── Dataset extract

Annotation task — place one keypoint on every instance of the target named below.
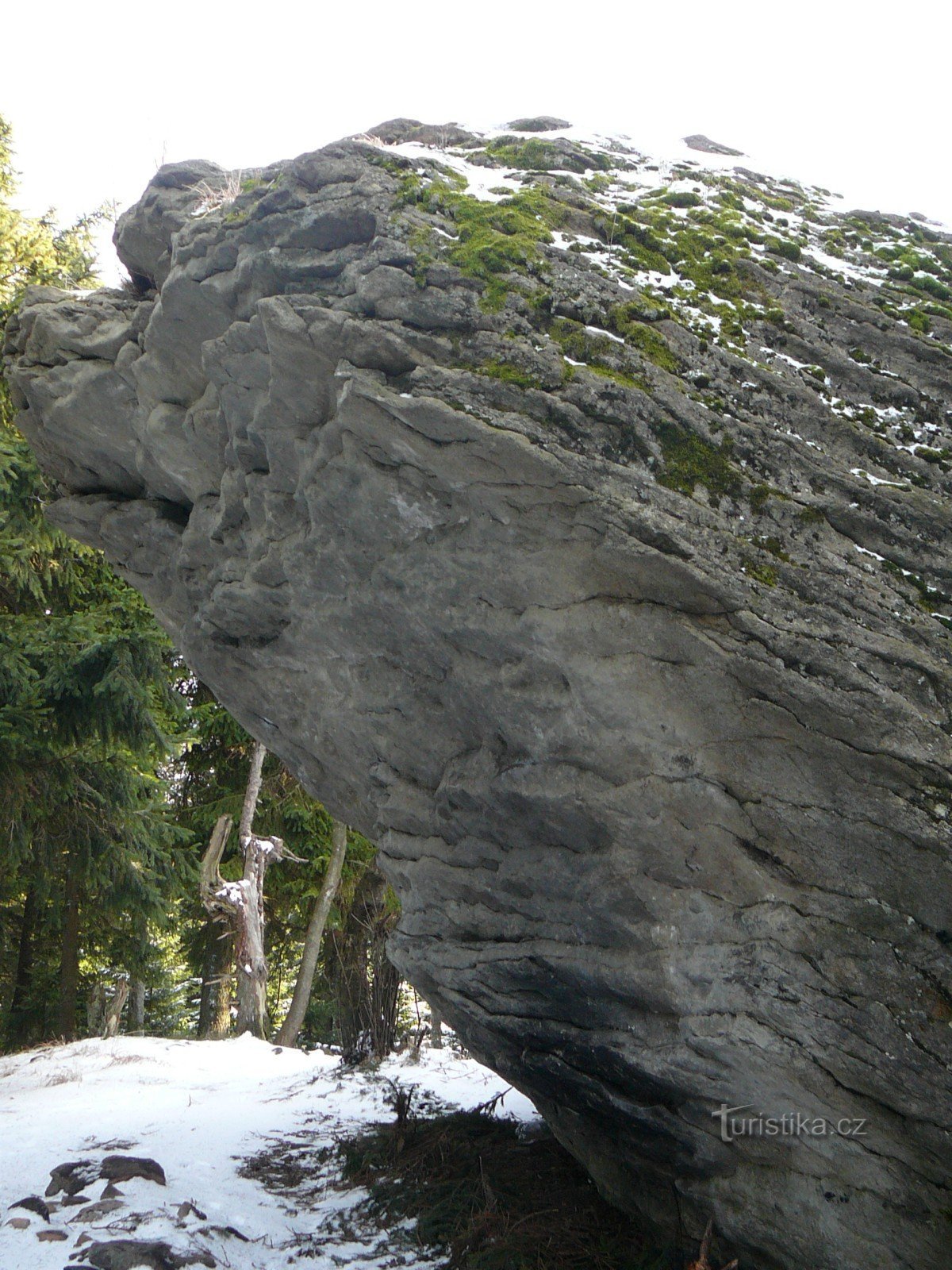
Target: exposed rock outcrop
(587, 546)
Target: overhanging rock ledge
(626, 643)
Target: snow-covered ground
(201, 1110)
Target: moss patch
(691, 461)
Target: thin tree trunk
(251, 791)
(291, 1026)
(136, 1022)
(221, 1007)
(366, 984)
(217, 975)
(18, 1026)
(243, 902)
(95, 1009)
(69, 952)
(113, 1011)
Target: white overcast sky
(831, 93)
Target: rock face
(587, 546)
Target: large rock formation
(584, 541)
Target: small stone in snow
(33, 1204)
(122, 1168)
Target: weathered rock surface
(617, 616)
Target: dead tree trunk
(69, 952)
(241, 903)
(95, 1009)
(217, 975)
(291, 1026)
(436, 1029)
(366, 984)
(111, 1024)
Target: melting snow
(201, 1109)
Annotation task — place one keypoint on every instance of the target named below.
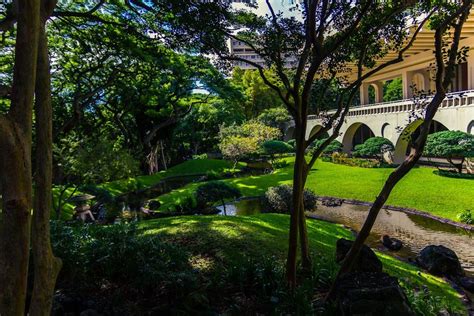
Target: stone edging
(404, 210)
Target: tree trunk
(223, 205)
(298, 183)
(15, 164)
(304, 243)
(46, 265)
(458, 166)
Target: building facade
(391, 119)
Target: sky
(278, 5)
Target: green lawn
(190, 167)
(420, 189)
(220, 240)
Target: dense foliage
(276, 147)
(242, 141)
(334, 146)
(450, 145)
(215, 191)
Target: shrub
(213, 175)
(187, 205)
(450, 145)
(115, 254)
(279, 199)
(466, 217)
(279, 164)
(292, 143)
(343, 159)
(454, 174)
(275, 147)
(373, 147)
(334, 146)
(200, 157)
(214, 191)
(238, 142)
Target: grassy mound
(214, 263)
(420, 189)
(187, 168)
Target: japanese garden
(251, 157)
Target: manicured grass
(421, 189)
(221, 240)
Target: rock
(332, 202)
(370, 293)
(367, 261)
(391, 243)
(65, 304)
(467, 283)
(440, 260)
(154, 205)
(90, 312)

────

:: Your assignment ::
Each entry above is to be restated exactly, without its images.

:: Exercise response ::
Annotation task — place one keypoint on every instance of the target named below.
Target: exposed rock outcrop
(587, 546)
Target: overhanging rock ledge
(626, 643)
Target: snow-covered ground
(201, 1110)
Target: moss patch
(691, 461)
Target: thin tree trunk
(251, 791)
(291, 1026)
(136, 1022)
(221, 1007)
(366, 984)
(217, 975)
(18, 1026)
(243, 902)
(95, 1009)
(69, 952)
(113, 1011)
Target: white overcast sky
(831, 93)
Target: rock face
(587, 546)
Target: large rock formation
(584, 541)
Target: small stone in snow
(33, 1204)
(122, 1168)
Target: weathered rock surface
(617, 616)
Target: dead tree trunk
(69, 952)
(241, 903)
(95, 1009)
(217, 975)
(291, 1026)
(436, 1029)
(366, 984)
(111, 1024)
Target: melting snow
(201, 1109)
Annotation task — place one keypoint on every instance of the target named below.
Target: stone edging
(404, 210)
Target: tree trunk
(223, 205)
(298, 183)
(15, 164)
(304, 243)
(46, 265)
(458, 166)
Target: building facade
(391, 119)
Target: sky
(278, 5)
Target: green lawn
(190, 167)
(420, 189)
(220, 240)
Target: dense foliage
(276, 147)
(242, 141)
(334, 146)
(450, 145)
(215, 191)
Target: shrub
(213, 175)
(187, 205)
(450, 145)
(115, 254)
(279, 199)
(466, 217)
(279, 164)
(292, 143)
(343, 159)
(454, 174)
(275, 147)
(373, 147)
(334, 146)
(200, 157)
(214, 191)
(238, 142)
Target: grassy mound
(214, 263)
(420, 189)
(187, 168)
Target: japanese garden
(251, 157)
Target: manicured grass
(421, 189)
(221, 240)
Target: rock
(332, 202)
(370, 293)
(367, 261)
(391, 243)
(65, 304)
(467, 283)
(440, 260)
(154, 205)
(90, 312)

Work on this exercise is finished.